**EXTRACT:**
Speaking to a parliamentary committee on 10th November, head of Test and Trace, Dido Harding told MPs:
“All the evidence shows that people are not complying with isolation not because they don’t want to but because they find it very difficult.
“The need to keep earning and to be able to feed your family is a fundamental element of it which is why I think the financial support payment is a very good thing.”
The financial support that she refers to is the £500 isolation support payment which was introduced in September. But millions of workers, including thousands of Harding’s own frontline Test and Trace workers, are ineligible for the payments.
According to government figures around 8 million workers remain ineligible for the support payment and if they have to isolate with suspected Coronavirus at best they would receive just £95.85 a week Statutory Sick Pay. This puts them under extreme financial pressure to continue to work when they should be isolating and as Harding admits, is one of the key reasons why 4 out of 5 people breach isolation rules.

**DATA TO EXAMINE:**
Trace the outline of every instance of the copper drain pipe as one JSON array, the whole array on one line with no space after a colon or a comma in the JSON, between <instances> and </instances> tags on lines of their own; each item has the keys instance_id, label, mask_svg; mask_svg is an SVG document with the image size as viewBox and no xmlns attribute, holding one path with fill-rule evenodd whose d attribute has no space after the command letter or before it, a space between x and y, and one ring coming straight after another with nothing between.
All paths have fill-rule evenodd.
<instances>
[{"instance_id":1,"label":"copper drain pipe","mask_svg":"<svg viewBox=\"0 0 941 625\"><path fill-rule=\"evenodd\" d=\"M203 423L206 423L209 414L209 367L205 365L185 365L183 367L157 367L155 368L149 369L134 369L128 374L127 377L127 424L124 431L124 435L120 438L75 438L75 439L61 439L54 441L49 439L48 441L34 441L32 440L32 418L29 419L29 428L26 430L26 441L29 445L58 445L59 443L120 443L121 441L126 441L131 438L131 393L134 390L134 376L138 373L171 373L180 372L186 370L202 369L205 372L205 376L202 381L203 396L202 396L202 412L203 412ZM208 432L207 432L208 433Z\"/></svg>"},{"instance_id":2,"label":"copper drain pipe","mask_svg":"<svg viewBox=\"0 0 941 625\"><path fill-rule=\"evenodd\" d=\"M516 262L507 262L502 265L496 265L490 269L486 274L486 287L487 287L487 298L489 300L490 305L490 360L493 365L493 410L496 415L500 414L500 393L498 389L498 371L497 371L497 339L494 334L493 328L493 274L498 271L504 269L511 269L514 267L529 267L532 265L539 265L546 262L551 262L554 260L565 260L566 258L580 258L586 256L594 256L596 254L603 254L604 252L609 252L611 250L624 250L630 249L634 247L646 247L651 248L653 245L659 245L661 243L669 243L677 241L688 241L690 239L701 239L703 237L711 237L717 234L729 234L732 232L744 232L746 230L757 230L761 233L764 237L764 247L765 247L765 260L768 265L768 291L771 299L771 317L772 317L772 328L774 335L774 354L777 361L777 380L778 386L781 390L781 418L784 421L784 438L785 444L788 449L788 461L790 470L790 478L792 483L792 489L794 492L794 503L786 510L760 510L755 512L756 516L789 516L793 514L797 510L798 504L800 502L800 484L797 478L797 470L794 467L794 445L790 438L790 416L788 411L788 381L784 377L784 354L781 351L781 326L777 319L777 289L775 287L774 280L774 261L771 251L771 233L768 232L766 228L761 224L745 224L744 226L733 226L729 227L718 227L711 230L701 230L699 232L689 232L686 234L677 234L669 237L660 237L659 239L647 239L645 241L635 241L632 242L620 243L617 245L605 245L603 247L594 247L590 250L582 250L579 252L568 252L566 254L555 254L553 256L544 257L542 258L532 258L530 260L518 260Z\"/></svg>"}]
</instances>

**TASK ITEM A:**
Output everything in the passage on isolation support from "The financial support that" down to "breach isolation rules.", word for word.
**TASK ITEM B:**
According to government figures cited in the passage on isolation support, how many workers remain ineligible for the support payment?
The lines above come from a source separate from the passage on isolation support.

**ANSWER SPACE A:**
The financial support that she refers to is the £500 isolation support payment which was introduced in September. But millions of workers, including thousands of Harding’s own frontline Test and Trace workers, are ineligible for the payments.
According to government figures around 8 million workers remain ineligible for the support payment and if they have to isolate with suspected Coronavirus at best they would receive just £95.85 a week Statutory Sick Pay. This puts them under extreme financial pressure to continue to work when they should be isolating and as Harding admits, is one of the key reasons why 4 out of 5 people breach isolation rules.

**ANSWER SPACE B:**
Around 8 million workers.